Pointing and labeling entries
----------------

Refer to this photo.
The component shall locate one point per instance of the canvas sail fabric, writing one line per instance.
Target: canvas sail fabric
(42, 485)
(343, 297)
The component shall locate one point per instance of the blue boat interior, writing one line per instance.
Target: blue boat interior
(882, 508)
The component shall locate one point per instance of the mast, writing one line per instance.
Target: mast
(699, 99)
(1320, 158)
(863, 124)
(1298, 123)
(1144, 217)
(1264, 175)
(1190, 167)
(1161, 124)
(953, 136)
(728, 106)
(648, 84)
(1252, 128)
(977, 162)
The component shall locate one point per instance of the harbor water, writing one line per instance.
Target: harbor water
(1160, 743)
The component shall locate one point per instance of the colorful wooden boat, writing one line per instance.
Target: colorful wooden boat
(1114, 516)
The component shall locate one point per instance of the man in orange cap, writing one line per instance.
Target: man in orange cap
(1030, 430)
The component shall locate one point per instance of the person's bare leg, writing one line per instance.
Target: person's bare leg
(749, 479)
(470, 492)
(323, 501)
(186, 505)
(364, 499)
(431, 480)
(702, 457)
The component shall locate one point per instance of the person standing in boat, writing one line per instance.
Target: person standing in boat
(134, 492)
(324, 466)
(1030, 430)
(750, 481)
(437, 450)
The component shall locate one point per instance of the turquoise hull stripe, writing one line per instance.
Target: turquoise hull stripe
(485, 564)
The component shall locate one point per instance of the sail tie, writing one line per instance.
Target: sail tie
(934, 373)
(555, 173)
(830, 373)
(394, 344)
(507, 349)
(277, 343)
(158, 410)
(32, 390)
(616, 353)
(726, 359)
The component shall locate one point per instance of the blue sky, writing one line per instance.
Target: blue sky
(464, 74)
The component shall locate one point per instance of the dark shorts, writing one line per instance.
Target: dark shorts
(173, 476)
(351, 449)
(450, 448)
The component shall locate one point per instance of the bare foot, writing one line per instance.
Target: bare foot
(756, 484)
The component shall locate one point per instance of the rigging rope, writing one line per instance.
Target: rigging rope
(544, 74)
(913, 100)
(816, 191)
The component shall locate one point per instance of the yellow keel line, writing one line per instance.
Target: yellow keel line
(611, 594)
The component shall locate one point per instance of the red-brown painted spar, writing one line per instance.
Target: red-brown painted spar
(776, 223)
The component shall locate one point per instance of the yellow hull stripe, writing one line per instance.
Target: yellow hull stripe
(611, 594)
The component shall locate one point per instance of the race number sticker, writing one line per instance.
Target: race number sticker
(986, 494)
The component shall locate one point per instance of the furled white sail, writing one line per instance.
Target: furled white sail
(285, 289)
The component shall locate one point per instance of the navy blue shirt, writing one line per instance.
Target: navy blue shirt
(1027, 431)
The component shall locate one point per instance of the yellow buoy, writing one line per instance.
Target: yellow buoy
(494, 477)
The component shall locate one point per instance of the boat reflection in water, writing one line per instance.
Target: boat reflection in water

----------------

§ **What you are asked to do**:
Rewrite all of the rows above, substituting "system" for every occurrence of "component" and leaving everything else unchanged.

§ **Problem solution**:
Refer to this photo.
The system shall locate one point per instance of the canvas sail fabric, writing one line per instance.
Target: canvas sail fabric
(42, 485)
(343, 297)
The system shall locate one point per instance of the blue boat interior, writing one line per instance.
Target: blue boat interior
(882, 508)
The system shall locate one point per instance of the mast, writing one line per instance.
Target: mast
(699, 99)
(1320, 158)
(863, 124)
(1298, 123)
(1144, 217)
(1264, 175)
(1190, 167)
(1161, 124)
(953, 136)
(728, 106)
(648, 84)
(1252, 128)
(977, 162)
The system shall locate one point per instance of the harbor water, writing one line per instance.
Target: harbor water
(1160, 743)
The system shall locate one point per instance of the colorful wooden boat, writing one line per instance.
Target: colorful wooden boat
(1114, 516)
The system shall locate one point per instance of the man in orange cap, writing one line per instance.
Target: man in orange cap
(1030, 430)
The system shall locate one point per instance of the person's bare leg, writing one line per instance.
Target: person's bare leg
(749, 479)
(470, 492)
(323, 501)
(186, 505)
(364, 499)
(431, 480)
(702, 457)
The system shall locate one point per instance of the person standing in boat, writing one line per instance.
Target: person standing in boat
(134, 492)
(324, 466)
(1030, 430)
(750, 481)
(437, 450)
The system shall locate one point per instance of the turquoise hull stripe, writing one line per instance.
Target: turquoise hull stripe
(485, 564)
The system shall locate one point per instance of the sail tie, writing one line per instance.
Target: sail tie
(934, 373)
(555, 173)
(830, 373)
(394, 344)
(507, 349)
(277, 343)
(158, 410)
(32, 390)
(616, 353)
(726, 359)
The system shall locate one point per instance of the blue sky, writing one line per instance.
Target: blue sky
(464, 74)
The system shall locate one point per instance of the dark shorts, writing one line per instance.
Target: dark shorts
(173, 476)
(351, 449)
(450, 448)
The system shall locate one point per instance of the bare foot, writing one line per instance.
Target: bare foot
(756, 484)
The system shall locate one point per instance of the rigging rope, writing one line per instance.
Target: rigging rope
(544, 74)
(913, 100)
(816, 191)
The system shall locate one point per instance of the yellow keel line, writing one line per instance.
Target: yellow keel line
(611, 594)
The system shall locate one point per instance of the red-brown painted spar, writing one line per instance.
Target: red-brown painted spar
(776, 223)
The system shall locate one point per instance of the yellow hull stripe, writing one line per instance.
Target: yellow hull stripe
(611, 594)
The system shall locate one point per instance of the race number sticker, writing one line per instance.
Target: race number sticker
(986, 494)
The system shall locate one point per instance of the furled white sail, writing one line per instance.
Target: furled white sail
(285, 289)
The system shall locate one point per instance of the navy blue shirt, writing one line per instance.
Target: navy blue shirt
(1027, 431)
The system shall locate one point per instance of the yellow buoy, writing one line per instance.
Target: yellow buoy
(494, 477)
The system shall locate one point per instance of the boat reflection in water, writing one line per instance.
Target: boat reflection in water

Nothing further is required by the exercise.